_TASKS TO PERFORM_:
- a) For the text about Sophie Scholl, say whether each statement agrees with it, answering yes or no and quoting the deciding words exactly: (i) The writer says writing does not seem to be changing the world. (ii) The writer found a book about the White Rose Resistance. (iii) The writer says they do not enjoy writing.
- b) Reproduce word for word the part of the text about Sophie Scholl that opens with the words containing "Sometimes I wonder" and closes with "to the cacophony?".

_DOCUMENT TEXT_:
Sophie Scholl: The Power of the Written Word

Sophie Scholl: The Power of the Written Word

Sometimes I wonder why I take the time to write.

While I enjoy writing, it doesn’t seem to be changing or transforming the world.  In fact, “the pen is mightier than the sword” seems a bit lost when we are inundated with words upon words.  Blogging seems ridiculous in a cyber world overflowing with anyone and everyone’s thoughts and opinions.  Amidst the suffering and tragedies occurring daily, why do I post my thoughts, experiences, and reflections? Why add one more little voice to the cacophony?

The other day, I stumbled upon a name that I knew little about yet was not entirely unknown to me.  Sophie Scholl.  Curious, I found a website with a story about the White Rose Resistance and the role of Sophie Scholl.  In a few moments, I felt as if I had discovered the reason I stumbled upon this article.

_RECORDED INFORMATION_:

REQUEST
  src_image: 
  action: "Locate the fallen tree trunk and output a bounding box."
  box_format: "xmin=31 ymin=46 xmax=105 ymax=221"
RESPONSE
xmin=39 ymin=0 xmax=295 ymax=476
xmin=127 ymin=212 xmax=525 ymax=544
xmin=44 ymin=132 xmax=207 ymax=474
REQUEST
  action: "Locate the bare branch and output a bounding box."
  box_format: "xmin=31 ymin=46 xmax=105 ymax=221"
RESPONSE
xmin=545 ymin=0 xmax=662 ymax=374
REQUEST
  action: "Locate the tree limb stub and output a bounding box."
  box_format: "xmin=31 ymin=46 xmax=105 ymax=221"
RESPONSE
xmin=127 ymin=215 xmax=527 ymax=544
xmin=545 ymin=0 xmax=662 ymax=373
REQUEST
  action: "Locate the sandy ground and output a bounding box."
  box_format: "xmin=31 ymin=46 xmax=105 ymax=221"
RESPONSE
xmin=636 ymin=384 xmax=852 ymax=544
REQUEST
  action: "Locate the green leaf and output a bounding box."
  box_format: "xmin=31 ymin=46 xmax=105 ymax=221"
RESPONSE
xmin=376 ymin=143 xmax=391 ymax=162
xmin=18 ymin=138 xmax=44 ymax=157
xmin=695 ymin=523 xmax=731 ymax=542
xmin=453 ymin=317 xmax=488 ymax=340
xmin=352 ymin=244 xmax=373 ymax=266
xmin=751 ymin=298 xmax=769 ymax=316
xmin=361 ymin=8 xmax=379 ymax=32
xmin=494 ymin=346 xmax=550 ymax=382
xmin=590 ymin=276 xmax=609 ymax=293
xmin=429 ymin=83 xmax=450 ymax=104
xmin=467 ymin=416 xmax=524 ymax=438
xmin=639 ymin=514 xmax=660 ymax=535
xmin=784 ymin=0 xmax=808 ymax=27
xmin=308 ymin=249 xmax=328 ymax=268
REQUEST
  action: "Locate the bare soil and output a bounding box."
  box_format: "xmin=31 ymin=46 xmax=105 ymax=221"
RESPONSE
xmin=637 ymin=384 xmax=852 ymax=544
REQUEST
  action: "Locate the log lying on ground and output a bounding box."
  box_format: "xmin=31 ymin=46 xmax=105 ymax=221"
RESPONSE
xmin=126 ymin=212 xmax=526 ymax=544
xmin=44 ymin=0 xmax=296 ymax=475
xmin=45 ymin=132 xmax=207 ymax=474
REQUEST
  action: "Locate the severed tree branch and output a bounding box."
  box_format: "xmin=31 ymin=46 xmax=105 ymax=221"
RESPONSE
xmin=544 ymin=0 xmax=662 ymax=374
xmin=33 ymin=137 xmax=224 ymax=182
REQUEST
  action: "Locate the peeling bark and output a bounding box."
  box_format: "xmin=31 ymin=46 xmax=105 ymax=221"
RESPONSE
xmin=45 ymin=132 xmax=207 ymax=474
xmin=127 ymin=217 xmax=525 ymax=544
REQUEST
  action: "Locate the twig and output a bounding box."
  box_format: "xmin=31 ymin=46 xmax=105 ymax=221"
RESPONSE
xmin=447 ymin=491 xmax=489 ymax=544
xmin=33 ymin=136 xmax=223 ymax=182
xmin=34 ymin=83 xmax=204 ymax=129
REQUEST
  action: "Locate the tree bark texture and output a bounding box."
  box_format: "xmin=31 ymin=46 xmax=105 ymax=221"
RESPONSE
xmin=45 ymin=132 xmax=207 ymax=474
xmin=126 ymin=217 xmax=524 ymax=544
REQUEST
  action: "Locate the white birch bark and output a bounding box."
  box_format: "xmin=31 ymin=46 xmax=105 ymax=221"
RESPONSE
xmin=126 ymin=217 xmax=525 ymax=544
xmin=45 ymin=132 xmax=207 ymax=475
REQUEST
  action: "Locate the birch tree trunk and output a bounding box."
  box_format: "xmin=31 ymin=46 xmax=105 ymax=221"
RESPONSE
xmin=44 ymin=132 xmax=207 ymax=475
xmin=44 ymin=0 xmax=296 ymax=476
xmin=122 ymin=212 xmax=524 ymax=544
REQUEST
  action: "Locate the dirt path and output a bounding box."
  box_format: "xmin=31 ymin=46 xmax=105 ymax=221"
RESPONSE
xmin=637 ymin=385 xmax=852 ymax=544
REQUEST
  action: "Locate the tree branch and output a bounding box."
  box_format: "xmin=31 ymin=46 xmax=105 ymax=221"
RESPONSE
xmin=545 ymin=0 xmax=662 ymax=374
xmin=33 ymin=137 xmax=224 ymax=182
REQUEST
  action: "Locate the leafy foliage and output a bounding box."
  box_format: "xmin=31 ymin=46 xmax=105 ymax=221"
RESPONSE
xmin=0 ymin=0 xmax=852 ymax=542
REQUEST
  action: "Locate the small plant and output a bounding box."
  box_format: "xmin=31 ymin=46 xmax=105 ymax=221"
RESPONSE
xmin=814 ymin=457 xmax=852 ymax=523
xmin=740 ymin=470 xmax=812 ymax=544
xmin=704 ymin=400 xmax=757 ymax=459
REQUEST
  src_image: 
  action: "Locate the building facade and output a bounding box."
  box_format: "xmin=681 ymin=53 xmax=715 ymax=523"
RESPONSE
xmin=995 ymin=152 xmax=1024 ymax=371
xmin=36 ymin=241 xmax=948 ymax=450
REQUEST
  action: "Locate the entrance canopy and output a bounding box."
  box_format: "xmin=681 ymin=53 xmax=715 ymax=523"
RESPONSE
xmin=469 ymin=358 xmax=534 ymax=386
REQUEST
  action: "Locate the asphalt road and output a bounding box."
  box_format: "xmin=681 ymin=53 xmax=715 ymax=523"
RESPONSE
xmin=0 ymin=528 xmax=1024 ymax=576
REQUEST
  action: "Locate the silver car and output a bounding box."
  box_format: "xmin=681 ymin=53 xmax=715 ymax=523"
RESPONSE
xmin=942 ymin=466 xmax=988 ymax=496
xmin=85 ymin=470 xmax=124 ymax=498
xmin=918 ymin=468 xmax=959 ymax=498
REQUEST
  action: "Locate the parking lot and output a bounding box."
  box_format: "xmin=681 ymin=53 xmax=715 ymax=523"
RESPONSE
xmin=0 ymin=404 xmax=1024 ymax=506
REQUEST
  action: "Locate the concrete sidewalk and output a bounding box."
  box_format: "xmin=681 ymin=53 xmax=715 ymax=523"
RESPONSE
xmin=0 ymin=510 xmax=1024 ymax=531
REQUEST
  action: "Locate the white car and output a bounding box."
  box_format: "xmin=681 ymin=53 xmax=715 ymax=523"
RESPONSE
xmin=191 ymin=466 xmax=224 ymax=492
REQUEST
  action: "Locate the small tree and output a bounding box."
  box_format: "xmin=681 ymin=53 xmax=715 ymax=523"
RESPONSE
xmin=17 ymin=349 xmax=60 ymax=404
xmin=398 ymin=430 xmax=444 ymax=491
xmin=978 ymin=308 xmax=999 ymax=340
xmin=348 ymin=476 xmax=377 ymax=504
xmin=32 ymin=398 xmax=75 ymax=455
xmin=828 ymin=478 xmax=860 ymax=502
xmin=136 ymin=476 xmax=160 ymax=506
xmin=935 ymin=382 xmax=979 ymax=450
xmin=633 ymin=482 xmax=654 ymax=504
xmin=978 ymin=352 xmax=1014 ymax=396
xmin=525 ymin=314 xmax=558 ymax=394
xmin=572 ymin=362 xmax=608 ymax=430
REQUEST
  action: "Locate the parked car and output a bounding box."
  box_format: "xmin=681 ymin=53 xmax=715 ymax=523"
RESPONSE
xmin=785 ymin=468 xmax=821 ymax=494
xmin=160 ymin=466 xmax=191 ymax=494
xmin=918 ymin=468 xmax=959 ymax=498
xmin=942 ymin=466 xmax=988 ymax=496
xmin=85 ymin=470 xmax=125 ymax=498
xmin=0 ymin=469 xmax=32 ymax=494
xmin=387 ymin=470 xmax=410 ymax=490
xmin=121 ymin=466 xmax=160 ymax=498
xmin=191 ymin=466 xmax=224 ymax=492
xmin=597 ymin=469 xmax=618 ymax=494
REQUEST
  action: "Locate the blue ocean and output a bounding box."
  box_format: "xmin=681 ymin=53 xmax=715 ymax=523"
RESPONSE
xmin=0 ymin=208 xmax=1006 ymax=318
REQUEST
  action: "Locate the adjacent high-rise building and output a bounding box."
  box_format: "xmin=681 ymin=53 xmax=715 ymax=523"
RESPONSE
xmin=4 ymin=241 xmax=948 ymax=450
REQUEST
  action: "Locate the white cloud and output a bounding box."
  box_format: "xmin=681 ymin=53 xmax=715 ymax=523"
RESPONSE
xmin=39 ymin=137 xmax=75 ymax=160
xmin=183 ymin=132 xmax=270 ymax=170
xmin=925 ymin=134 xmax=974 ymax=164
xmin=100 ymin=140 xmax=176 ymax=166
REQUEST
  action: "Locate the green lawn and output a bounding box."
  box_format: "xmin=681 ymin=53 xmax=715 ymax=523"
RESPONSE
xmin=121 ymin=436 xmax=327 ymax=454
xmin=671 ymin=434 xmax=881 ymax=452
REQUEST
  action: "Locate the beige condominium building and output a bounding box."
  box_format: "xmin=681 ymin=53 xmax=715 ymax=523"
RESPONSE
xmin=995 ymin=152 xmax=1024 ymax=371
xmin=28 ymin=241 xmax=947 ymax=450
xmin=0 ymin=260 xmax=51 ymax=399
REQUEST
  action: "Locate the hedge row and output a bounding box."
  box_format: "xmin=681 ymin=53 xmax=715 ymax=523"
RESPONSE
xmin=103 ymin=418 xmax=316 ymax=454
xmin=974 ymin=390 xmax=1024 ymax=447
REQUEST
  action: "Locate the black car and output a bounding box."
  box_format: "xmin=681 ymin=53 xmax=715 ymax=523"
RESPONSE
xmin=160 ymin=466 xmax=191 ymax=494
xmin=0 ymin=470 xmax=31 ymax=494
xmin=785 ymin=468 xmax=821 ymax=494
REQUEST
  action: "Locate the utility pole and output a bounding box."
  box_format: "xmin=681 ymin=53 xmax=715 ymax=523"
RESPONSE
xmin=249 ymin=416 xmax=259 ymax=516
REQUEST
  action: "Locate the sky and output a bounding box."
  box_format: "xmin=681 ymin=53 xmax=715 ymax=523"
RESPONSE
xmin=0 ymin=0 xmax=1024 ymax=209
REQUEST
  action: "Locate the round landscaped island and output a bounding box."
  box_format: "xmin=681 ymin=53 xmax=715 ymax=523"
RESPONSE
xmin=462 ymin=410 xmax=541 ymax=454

_ANSWERS TO THE PROBLEMS_:
- a)
(i) Yes: "it doesn’t seem to be changing or transforming the world."
(ii) No: "I found a website with a story about the White Rose Resistance and the role of Sophie Scholl."
(iii) No: "While I enjoy writing"

- b)
Sometimes I wonder why I take the time to write.

While I enjoy writing, it doesn’t seem to be changing or transforming the world.  In fact, “the pen is mightier than the sword” seems a bit lost when we are inundated with words upon words.  Blogging seems ridiculous in a cyber world overflowing with anyone and everyone’s thoughts and opinions.  Amidst the suffering and tragedies occurring daily, why do I post my thoughts, experiences, and reflections? Why add one more little voice to the cacophony?